* [Given request]
Copy every line from the one containing "phrase -- toilet tank" through the end of the items, including the request lines, and add 79 to each number in the point coordinates.

[Stored items]

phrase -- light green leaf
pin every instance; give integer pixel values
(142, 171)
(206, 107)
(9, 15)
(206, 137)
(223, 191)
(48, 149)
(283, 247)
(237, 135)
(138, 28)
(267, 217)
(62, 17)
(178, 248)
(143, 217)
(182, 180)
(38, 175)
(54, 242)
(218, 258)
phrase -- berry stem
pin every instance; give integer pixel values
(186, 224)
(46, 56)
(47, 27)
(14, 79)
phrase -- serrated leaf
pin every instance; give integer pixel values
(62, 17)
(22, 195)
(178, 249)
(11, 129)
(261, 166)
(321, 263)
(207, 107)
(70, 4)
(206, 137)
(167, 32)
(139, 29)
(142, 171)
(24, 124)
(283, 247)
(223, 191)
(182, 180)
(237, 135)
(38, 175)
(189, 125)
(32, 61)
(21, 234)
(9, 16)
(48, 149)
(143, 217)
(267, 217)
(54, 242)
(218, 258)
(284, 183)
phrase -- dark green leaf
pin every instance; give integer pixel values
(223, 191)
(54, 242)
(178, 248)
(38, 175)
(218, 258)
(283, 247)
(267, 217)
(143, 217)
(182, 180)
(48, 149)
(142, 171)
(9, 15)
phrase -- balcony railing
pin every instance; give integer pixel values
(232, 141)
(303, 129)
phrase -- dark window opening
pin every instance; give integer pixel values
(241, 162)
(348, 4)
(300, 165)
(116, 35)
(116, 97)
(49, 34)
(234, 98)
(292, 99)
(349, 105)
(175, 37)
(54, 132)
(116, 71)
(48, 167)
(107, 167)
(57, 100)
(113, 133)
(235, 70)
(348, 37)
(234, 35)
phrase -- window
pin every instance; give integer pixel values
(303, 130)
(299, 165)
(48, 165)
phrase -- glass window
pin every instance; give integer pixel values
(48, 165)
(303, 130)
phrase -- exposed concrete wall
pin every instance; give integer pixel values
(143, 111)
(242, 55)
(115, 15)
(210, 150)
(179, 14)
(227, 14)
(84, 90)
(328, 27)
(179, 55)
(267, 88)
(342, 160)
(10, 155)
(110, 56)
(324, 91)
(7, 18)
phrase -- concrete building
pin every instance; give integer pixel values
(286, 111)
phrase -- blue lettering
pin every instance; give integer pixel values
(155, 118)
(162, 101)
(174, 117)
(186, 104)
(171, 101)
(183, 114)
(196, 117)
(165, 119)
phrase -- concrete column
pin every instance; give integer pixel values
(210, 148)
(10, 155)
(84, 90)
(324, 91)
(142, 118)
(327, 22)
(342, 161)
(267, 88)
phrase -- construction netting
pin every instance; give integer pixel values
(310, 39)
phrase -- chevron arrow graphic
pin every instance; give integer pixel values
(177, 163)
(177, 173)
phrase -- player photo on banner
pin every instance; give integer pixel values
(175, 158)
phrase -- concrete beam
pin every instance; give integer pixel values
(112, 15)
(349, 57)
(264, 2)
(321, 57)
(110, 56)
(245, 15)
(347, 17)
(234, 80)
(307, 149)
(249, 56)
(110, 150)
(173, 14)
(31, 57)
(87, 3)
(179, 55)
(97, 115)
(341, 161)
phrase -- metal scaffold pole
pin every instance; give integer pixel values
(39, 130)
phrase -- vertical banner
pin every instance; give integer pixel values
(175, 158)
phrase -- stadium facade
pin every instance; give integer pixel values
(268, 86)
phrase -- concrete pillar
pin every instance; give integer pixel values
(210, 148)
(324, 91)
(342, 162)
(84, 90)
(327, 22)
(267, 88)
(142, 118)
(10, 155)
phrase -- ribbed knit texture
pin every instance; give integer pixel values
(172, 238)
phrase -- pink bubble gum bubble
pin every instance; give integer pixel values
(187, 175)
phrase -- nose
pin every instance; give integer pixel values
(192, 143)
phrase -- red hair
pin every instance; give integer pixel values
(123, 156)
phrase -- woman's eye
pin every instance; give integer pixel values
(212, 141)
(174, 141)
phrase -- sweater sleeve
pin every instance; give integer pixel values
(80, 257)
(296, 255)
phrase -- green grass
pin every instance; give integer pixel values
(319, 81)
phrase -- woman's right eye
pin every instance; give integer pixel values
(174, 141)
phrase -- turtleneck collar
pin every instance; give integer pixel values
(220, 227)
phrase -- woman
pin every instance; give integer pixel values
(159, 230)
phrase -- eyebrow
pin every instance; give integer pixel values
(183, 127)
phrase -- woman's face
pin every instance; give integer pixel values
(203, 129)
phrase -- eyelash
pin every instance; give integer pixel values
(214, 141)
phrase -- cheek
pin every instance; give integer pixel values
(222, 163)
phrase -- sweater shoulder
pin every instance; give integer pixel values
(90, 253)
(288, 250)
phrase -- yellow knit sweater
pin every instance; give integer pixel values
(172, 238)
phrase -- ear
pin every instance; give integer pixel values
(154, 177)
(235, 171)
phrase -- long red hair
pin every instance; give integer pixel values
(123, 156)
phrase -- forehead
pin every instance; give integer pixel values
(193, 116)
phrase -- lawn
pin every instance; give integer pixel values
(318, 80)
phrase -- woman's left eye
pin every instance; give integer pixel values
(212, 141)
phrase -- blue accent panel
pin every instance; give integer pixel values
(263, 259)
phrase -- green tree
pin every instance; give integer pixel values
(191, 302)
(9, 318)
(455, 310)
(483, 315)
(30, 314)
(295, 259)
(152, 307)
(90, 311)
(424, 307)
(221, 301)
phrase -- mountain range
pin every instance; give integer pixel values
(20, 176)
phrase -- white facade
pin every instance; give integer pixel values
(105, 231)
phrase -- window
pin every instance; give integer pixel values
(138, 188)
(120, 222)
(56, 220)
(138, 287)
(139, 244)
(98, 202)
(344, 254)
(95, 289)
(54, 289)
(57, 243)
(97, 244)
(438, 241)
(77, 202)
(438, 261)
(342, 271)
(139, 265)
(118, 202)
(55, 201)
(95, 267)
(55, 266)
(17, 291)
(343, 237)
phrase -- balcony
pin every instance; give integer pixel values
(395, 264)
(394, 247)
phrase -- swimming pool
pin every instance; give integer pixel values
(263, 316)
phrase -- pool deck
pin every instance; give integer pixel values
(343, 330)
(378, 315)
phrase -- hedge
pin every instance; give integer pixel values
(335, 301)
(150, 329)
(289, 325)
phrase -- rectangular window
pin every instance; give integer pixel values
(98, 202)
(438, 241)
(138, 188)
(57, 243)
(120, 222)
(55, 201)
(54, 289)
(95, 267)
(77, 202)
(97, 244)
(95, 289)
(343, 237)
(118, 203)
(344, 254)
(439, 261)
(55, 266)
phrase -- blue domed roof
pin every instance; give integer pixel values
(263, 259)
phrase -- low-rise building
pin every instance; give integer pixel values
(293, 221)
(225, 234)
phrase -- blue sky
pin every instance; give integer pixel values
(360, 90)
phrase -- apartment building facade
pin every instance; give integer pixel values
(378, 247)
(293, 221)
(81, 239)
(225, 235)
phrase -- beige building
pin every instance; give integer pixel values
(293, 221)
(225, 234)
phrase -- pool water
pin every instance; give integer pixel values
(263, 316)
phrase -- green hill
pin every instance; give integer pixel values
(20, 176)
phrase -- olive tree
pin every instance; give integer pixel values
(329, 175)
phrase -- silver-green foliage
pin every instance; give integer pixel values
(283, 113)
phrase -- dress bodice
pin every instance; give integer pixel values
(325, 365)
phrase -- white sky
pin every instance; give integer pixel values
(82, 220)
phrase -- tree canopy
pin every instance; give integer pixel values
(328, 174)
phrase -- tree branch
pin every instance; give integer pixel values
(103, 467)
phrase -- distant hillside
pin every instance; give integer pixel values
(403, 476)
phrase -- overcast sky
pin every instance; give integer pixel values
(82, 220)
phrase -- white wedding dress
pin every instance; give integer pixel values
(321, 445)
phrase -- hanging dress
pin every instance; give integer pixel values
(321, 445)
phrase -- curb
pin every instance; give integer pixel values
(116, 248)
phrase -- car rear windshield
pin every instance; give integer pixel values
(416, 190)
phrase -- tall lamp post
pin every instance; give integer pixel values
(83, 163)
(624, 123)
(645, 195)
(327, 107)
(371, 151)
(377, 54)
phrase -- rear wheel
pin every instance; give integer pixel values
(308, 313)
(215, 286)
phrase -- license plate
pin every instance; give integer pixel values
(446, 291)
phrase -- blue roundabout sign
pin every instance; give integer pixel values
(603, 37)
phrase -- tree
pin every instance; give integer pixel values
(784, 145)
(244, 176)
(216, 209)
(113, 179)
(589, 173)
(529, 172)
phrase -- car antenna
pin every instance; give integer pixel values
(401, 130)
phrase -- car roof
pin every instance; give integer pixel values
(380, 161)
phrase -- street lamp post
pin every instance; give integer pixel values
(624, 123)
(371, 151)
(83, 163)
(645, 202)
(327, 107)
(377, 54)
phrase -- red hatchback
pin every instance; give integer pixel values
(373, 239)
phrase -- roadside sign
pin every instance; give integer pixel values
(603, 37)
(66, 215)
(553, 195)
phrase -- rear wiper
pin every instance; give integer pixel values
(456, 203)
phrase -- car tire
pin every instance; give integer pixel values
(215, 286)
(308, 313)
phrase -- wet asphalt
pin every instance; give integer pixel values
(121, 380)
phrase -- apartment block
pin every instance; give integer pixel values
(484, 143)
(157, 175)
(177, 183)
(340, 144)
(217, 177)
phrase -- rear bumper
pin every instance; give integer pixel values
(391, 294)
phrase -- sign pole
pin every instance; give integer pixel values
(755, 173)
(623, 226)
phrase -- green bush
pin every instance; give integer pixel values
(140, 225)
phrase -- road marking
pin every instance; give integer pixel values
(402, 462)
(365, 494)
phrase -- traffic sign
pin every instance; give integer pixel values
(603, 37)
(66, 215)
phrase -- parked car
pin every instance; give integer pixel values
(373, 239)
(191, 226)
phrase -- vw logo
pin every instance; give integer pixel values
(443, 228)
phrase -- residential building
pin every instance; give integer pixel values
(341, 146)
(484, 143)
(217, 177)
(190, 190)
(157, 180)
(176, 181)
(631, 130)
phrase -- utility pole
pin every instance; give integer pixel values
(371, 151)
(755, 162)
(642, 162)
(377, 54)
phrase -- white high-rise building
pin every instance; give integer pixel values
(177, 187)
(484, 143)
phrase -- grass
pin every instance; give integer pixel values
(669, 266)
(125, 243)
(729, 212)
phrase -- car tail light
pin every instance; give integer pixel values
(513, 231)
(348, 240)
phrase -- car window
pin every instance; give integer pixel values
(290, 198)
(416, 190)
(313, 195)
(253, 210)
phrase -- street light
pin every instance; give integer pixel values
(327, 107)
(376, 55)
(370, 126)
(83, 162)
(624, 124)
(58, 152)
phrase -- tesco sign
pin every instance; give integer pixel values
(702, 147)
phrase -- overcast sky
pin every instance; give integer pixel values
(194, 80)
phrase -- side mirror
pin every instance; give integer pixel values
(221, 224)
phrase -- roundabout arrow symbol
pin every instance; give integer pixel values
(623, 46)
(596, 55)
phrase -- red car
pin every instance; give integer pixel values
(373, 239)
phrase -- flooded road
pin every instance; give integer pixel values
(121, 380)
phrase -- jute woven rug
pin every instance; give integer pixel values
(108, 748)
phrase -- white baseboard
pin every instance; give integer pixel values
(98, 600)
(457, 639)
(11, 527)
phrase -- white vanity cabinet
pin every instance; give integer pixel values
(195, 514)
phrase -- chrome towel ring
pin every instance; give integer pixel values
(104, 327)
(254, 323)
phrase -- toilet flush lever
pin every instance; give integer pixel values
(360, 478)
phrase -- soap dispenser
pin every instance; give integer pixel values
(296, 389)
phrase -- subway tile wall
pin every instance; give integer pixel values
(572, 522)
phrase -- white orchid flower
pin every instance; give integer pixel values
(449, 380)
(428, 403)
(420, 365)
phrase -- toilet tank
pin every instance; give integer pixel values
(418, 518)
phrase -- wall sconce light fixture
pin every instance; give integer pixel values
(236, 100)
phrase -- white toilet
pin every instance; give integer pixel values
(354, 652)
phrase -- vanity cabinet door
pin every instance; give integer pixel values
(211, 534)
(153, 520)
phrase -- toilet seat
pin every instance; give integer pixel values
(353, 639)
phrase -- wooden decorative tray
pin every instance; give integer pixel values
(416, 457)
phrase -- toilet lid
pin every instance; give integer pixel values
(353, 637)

* [Task output]
phrase -- toilet tank
pin every instance; give integer pixel values
(497, 597)
phrase -- wall sconce light fixture
pin every instance; give integer pixel values
(315, 179)
phrase -- white toilet
pin every instance; give integer pixel values
(433, 731)
phrase -- vanity cabinet door
pin every instance; give integer pixel values
(290, 613)
(232, 599)
phrase -- toilet seat
pin every instance; give integer pixel values
(432, 718)
phrase -- wooden decorative tray
pin every instance; give integer pixel values
(495, 536)
phrase -- toilet lid
pin every instance; give integer pixel values
(432, 716)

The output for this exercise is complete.